* **THE TASK**
Copy everything from the line containing "rough mask: <svg" down to the line containing "positive clicks: (558, 275)", replacing "rough mask" with "coarse mask" and leaving the rest unchanged.

(Source data)
################
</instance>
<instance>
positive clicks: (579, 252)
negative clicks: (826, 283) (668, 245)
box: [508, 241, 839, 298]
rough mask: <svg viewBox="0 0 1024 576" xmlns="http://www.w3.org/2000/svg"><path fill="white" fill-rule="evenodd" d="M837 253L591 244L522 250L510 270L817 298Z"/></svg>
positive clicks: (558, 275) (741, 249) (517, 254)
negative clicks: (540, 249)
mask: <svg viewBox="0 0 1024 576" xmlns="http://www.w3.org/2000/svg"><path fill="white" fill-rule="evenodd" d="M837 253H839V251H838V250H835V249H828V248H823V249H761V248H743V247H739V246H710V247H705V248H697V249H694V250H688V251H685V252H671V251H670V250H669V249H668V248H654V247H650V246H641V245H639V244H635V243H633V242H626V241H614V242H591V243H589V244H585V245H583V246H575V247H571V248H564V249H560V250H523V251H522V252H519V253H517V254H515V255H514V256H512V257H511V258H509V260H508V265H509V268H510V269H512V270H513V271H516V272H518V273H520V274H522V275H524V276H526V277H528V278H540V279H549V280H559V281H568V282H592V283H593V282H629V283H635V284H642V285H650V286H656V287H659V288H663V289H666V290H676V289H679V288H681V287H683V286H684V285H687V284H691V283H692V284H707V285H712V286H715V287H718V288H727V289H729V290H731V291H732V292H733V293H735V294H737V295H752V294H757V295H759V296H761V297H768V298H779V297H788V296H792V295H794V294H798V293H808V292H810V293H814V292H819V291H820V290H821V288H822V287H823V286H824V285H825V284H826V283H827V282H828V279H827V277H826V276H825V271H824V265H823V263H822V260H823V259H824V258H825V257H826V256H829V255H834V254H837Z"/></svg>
################
* **COMPLETED TASK**
coarse mask: <svg viewBox="0 0 1024 576" xmlns="http://www.w3.org/2000/svg"><path fill="white" fill-rule="evenodd" d="M837 253L591 244L522 250L510 270L817 298Z"/></svg>
positive clicks: (558, 275) (741, 249) (517, 254)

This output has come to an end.